-- Tasks --
1. Repeat word for word the passage of the USD/INR article starting at "In India, the" and ending at "the pandemic started.".
2. For each statement, say whether the USD/INR article supports it, answering yes or no and quoting the article's deciding words exactly: (a) The US approved vaccines developed by Pfizer and Moderna. (b) In India, the trend of new COVID cases and deaths is rising. (c) The stimulus bill signed by Donald Trump was worth $2.3 trillion.

Text under study section start

USD/INR is declining on the sixth consecutive session, but the pair is now trading at a key support level that might challenge dollar bears. At the time of writing, one US dollar buys 73.059 Indian rupees, down 0.09% as of 11:00 AM UTC.

The American currency is under increased pressure as investors are dumping it to get more exposure to riskier assets. The risk appetite started to increase after US President Donald Trump signed a massive $2.3 trillion stimulus bill to support the economy during the pandemic.

US Fails to Contain Pandemic Even After Launching Vaccination Campaign

Besides this, the greenback is losing ground amid the worsening pandemic. The US reported a record number of deaths for a second consecutive day on Wednesday when the death toll exceeded 3,700 fatalities. The Centers for Disease Control (CDC) predicted that more than 80,000 American might die with the new coronavirus over the next three weeks. The vaccine campaign has started, but experts say that distribution is much slower than they had expected. The US approved two different vaccines, which are developed by Pfizer and Moderna. However, they can have a visible impact only when they’re widely available to the public, and this will likely happen no earlier than the summer.

The US also reported a record high of over 125,200 hospitalizations of COVID patients. Many US regions are tightening the restrictive measures.

For example, in Nevada, Governor Steve Sisolak told citizens:

I know people want to celebrate the end of 2020, and I don’t blame them. But if we don’t start making smart choices at the start of 2021, we will look a lot and feel a lot more like 2020 than any of us want it to be.”

In India, the COVID situation is much better, as the trend of new cases and deaths is declining, which enables the government to ease the restrictive measures. The economy has shown signs of improvement in November and December, prompting many rating agencies to upgrade their outlook for the fiscal year 2021. However, there are still many challenges to address, as the Indian economy was struggling even before the pandemic started.

Text under study section end
Data section section start

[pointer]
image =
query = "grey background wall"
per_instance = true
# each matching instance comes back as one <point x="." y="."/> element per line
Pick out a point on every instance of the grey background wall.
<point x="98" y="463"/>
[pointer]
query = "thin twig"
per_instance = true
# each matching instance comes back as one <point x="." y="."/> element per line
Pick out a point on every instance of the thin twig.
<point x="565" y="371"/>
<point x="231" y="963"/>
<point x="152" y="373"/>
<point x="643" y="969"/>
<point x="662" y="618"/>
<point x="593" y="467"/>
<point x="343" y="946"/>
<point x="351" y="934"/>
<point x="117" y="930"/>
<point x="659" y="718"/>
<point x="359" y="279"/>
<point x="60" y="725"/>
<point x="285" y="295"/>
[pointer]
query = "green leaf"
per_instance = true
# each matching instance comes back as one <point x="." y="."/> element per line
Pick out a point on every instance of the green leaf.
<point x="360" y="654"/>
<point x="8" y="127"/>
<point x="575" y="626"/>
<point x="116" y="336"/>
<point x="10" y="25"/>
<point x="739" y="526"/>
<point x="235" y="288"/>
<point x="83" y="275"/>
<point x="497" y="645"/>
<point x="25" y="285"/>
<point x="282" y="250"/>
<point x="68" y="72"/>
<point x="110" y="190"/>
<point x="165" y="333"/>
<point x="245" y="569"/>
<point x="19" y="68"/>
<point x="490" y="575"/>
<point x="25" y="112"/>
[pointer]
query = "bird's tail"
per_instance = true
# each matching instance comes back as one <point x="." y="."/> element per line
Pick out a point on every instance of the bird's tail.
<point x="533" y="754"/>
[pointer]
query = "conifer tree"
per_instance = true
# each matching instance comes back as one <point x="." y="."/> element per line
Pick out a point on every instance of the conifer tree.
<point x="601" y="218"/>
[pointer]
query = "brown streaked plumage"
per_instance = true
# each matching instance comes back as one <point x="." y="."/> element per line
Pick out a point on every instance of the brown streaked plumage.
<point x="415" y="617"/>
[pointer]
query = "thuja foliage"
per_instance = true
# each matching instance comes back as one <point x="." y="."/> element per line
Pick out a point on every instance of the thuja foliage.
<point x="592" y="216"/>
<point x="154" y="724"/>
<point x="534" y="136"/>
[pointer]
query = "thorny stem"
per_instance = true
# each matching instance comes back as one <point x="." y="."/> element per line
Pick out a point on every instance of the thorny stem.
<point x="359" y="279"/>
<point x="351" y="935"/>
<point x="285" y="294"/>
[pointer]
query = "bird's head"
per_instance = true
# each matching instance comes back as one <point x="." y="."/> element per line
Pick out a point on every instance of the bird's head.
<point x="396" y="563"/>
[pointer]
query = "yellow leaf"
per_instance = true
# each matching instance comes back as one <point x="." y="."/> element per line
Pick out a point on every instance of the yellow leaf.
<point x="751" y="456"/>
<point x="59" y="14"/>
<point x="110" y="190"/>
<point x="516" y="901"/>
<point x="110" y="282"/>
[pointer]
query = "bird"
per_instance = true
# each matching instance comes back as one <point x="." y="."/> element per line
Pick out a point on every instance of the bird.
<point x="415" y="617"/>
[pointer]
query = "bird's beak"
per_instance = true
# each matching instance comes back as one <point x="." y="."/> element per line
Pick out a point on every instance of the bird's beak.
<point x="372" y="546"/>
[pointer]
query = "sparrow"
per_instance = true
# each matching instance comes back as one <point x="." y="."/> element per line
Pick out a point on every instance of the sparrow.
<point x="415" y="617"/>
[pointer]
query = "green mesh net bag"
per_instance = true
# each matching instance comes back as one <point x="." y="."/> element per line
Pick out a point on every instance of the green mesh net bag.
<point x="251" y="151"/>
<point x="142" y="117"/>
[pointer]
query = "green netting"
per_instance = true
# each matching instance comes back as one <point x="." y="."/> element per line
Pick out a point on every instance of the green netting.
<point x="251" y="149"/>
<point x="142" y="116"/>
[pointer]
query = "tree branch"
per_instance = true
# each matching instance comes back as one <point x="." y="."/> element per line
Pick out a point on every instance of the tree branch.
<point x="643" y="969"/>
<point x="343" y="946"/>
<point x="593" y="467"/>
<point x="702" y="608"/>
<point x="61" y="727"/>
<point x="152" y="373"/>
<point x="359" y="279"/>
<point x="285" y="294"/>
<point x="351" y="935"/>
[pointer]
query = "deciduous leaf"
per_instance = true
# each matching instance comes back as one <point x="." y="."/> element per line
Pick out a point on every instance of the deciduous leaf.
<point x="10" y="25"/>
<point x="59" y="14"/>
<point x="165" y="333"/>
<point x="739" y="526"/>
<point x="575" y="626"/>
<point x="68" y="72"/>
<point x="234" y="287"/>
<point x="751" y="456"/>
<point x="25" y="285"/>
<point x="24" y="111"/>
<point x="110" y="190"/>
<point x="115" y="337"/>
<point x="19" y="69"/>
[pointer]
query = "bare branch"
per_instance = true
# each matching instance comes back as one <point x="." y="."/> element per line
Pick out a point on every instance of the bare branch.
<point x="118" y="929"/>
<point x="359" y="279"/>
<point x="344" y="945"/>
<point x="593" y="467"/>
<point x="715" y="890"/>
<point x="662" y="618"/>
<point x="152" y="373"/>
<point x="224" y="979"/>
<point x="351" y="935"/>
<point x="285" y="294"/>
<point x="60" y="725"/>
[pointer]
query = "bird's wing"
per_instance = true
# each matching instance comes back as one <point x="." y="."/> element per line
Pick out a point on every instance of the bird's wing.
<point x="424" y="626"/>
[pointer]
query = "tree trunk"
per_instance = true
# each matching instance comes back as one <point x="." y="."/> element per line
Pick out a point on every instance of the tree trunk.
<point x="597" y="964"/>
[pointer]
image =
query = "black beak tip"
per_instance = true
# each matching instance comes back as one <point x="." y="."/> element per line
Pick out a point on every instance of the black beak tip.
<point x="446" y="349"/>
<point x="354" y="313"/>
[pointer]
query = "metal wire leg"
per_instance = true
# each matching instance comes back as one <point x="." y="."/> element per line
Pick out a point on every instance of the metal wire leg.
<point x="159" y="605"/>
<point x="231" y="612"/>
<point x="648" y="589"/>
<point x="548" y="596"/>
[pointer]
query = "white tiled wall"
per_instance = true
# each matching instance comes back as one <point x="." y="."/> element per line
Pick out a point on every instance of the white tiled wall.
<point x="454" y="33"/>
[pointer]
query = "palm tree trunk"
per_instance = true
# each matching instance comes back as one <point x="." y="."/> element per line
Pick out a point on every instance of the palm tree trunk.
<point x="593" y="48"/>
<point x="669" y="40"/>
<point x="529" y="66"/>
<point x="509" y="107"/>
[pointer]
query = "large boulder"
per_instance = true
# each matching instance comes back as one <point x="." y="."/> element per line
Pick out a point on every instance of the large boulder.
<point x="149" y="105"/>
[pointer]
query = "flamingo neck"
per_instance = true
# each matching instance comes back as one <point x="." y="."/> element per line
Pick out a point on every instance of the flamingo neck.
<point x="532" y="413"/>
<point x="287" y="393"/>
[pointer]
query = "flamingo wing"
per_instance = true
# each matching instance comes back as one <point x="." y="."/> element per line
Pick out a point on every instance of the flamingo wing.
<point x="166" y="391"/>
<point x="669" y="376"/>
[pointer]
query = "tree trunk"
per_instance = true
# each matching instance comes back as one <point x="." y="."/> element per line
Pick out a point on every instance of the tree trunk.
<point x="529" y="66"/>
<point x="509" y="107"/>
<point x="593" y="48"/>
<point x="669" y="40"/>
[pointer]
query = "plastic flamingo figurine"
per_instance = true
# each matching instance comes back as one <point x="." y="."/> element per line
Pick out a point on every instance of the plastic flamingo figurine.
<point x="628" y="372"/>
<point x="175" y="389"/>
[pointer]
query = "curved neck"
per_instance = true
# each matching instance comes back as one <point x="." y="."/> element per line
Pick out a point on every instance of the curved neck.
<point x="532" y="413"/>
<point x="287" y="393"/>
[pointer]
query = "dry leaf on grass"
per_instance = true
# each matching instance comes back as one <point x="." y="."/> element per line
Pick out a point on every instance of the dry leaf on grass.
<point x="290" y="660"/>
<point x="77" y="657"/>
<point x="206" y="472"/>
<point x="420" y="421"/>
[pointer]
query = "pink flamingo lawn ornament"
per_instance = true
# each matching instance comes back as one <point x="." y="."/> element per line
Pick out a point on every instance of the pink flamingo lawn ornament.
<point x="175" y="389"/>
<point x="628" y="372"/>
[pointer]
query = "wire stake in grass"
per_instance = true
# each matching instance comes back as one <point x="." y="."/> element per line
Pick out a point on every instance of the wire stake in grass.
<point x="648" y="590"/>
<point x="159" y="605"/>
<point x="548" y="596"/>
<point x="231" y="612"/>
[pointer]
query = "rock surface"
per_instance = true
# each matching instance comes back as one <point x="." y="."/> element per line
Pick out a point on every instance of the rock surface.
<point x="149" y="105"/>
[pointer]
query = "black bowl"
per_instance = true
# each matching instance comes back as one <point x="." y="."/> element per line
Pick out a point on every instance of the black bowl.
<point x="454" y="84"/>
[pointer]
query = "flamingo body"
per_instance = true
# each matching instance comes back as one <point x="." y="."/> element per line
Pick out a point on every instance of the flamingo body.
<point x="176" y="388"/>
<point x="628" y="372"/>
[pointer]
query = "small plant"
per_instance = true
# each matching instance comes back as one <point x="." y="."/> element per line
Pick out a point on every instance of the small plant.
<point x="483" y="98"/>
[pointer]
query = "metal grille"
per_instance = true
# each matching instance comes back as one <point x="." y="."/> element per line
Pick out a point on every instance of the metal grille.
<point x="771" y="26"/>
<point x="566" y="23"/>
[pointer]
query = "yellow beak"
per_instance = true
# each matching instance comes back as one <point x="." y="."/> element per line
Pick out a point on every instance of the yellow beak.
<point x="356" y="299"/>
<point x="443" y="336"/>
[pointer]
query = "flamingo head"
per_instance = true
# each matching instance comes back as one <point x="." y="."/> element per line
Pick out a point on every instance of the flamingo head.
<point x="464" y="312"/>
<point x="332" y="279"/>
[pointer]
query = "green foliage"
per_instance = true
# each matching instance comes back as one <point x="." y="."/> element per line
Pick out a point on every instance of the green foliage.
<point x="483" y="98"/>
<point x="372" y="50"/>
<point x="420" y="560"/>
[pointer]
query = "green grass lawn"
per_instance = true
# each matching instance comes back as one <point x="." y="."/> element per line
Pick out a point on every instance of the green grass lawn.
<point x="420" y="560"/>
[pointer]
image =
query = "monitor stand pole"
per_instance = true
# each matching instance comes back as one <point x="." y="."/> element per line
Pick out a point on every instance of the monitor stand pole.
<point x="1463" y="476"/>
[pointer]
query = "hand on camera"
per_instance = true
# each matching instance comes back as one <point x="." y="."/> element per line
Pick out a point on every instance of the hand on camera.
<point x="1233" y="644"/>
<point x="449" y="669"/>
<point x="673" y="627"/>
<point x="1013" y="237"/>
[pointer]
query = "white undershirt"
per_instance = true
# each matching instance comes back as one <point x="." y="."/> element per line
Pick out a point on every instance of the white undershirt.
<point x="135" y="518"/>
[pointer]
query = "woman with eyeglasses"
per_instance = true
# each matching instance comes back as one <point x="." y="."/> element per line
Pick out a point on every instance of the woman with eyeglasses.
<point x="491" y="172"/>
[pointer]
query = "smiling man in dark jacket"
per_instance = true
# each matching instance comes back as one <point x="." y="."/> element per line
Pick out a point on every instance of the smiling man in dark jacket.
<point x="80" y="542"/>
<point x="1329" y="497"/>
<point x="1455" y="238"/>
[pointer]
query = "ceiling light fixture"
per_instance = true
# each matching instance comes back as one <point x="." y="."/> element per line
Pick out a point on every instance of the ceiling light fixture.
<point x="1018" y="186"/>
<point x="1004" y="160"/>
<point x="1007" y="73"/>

Data section section end

-- Exercise results --
1.
In India, the COVID situation is much better, as the trend of new cases and deaths is declining, which enables the government to ease the restrictive measures. The economy has shown signs of improvement in November and December, prompting many rating agencies to upgrade their outlook for the fiscal year 2021. However, there are still many challenges to address, as the Indian economy was struggling even before the pandemic started.

2.
(a) Yes: "The US approved two different vaccines, which are developed by Pfizer and Moderna."
(b) No: "the trend of new cases and deaths is declining"
(c) Yes: "signed a massive $2.3 trillion stimulus bill"